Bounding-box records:
▼
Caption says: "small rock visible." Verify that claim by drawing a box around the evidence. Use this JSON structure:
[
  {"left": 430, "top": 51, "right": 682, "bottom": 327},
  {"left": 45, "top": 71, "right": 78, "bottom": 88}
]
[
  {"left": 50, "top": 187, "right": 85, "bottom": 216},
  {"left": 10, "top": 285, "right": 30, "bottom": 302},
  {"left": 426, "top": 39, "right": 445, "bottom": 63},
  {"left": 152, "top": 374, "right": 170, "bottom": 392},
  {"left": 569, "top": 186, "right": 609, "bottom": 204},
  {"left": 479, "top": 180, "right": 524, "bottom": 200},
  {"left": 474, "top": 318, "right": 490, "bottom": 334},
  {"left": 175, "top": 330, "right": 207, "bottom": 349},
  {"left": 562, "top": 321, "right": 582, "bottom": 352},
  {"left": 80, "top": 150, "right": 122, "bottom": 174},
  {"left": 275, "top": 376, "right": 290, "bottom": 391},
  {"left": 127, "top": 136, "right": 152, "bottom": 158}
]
▲
▼
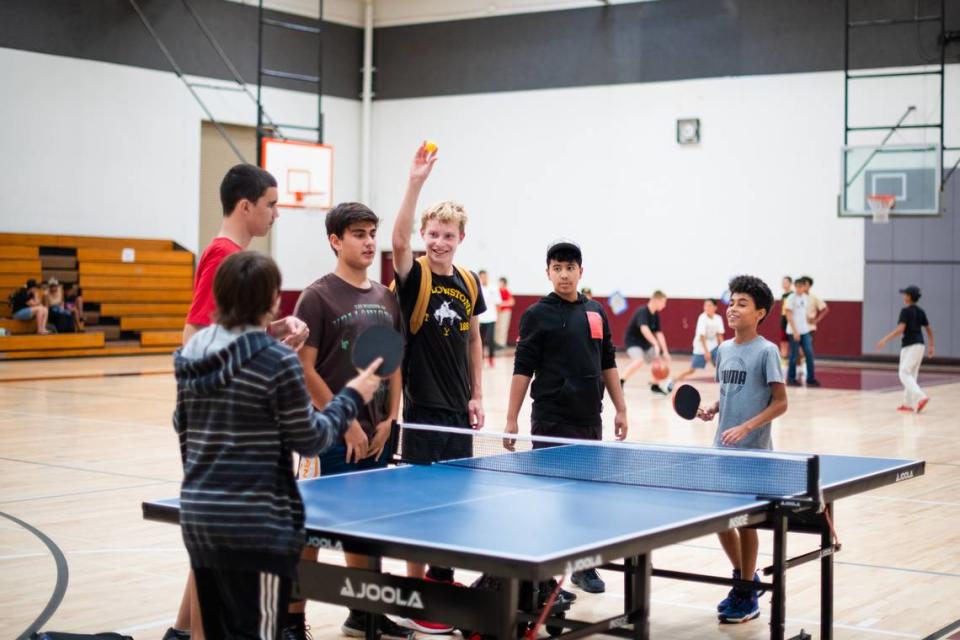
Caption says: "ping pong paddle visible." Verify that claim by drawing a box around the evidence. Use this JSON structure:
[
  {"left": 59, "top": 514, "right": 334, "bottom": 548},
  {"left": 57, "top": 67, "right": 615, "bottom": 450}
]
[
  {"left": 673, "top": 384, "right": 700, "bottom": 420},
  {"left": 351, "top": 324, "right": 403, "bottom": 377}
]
▲
Task brief: Count the lines in the entries above that contain the string "Caption", with case counting. Reply with the number only.

Task output: 2